Pick out each line of the items below that contains the string "house".

───── DATASET EXCERPTS

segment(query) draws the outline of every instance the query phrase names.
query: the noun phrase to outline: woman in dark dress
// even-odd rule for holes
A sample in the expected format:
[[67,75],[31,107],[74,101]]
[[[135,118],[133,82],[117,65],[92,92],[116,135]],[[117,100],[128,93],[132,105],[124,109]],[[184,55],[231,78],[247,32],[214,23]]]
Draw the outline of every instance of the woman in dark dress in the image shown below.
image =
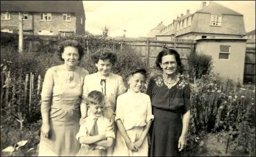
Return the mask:
[[156,63],[163,73],[150,78],[147,90],[155,116],[150,156],[179,156],[186,143],[190,115],[189,83],[180,76],[182,65],[175,50],[163,50]]

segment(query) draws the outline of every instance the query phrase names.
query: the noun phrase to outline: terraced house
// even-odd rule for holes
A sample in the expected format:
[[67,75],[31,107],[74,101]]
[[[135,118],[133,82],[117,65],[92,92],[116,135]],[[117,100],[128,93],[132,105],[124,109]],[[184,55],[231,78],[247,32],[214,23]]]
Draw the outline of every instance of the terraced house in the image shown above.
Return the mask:
[[217,2],[210,0],[208,5],[202,1],[195,13],[187,10],[185,14],[173,20],[162,29],[158,40],[198,39],[204,38],[242,38],[245,35],[243,15]]
[[24,34],[85,34],[82,0],[1,0],[1,31],[18,33],[19,13]]

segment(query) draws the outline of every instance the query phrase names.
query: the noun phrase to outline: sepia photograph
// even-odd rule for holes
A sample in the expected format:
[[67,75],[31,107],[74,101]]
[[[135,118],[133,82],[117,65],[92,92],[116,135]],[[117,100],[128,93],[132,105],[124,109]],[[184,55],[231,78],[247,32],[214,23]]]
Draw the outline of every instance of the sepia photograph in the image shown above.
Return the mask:
[[256,1],[0,9],[1,157],[255,157]]

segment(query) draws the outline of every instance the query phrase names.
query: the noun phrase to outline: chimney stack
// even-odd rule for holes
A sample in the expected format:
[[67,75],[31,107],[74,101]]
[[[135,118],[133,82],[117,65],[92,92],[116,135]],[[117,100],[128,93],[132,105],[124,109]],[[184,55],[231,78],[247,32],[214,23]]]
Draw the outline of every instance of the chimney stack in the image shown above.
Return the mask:
[[206,6],[206,1],[203,1],[202,2],[202,7],[204,8]]

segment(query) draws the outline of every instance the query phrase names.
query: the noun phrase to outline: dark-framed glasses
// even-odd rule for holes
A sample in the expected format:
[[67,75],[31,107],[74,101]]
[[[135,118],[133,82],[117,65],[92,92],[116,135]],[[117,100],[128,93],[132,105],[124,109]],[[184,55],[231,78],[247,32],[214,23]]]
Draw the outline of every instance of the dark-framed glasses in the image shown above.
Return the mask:
[[165,66],[168,66],[168,65],[171,64],[171,65],[175,65],[176,62],[166,62],[164,63],[162,63],[162,64],[164,65]]

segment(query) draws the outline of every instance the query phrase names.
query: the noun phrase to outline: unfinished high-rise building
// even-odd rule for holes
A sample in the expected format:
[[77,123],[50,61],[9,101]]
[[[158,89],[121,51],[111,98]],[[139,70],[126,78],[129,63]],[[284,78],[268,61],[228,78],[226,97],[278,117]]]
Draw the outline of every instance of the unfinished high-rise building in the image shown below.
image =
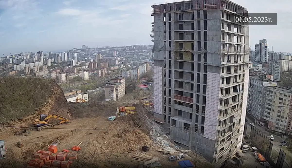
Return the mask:
[[220,167],[242,139],[249,30],[236,18],[247,9],[227,0],[152,7],[154,119],[169,124],[175,141]]

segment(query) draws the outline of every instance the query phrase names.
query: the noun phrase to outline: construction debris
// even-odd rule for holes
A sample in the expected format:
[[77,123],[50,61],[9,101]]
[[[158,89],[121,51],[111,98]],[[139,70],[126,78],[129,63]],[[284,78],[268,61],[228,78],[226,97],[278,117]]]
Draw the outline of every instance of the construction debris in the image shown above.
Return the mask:
[[116,116],[112,116],[107,117],[107,121],[112,121],[116,119],[117,117]]
[[140,162],[144,162],[143,165],[151,164],[160,160],[158,157],[155,157],[143,153],[135,154],[132,157],[132,160]]
[[18,142],[17,146],[18,146],[18,148],[21,148],[23,147],[23,145],[22,145],[22,143],[21,143],[21,142]]

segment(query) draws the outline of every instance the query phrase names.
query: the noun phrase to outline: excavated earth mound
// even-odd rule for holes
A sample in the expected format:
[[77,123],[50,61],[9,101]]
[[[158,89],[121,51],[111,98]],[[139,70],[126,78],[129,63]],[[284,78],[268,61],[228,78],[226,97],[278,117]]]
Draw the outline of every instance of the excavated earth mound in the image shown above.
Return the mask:
[[[62,89],[53,80],[0,78],[0,95],[2,125],[31,126],[32,120],[39,118],[41,114],[55,114],[70,118],[69,106]],[[20,129],[0,127],[0,138],[10,135],[8,132]]]

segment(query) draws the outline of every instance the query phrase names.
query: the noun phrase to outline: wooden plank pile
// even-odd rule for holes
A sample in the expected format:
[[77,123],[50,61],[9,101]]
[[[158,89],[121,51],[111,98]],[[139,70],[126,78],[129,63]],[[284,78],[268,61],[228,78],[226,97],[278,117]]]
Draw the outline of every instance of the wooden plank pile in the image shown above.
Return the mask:
[[159,157],[156,157],[143,153],[135,154],[132,157],[132,160],[140,162],[144,162],[143,165],[148,165],[157,162],[160,160]]
[[166,155],[172,155],[173,154],[173,153],[172,152],[168,152],[168,151],[166,151],[166,150],[164,150],[162,149],[158,149],[157,150],[157,151],[158,152],[160,152],[164,153],[164,154],[166,154]]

──────────

• _ANSWER_:
query: the noun phrase to outline: terraced house
Draw the outline of every instance of the terraced house in the image shown above.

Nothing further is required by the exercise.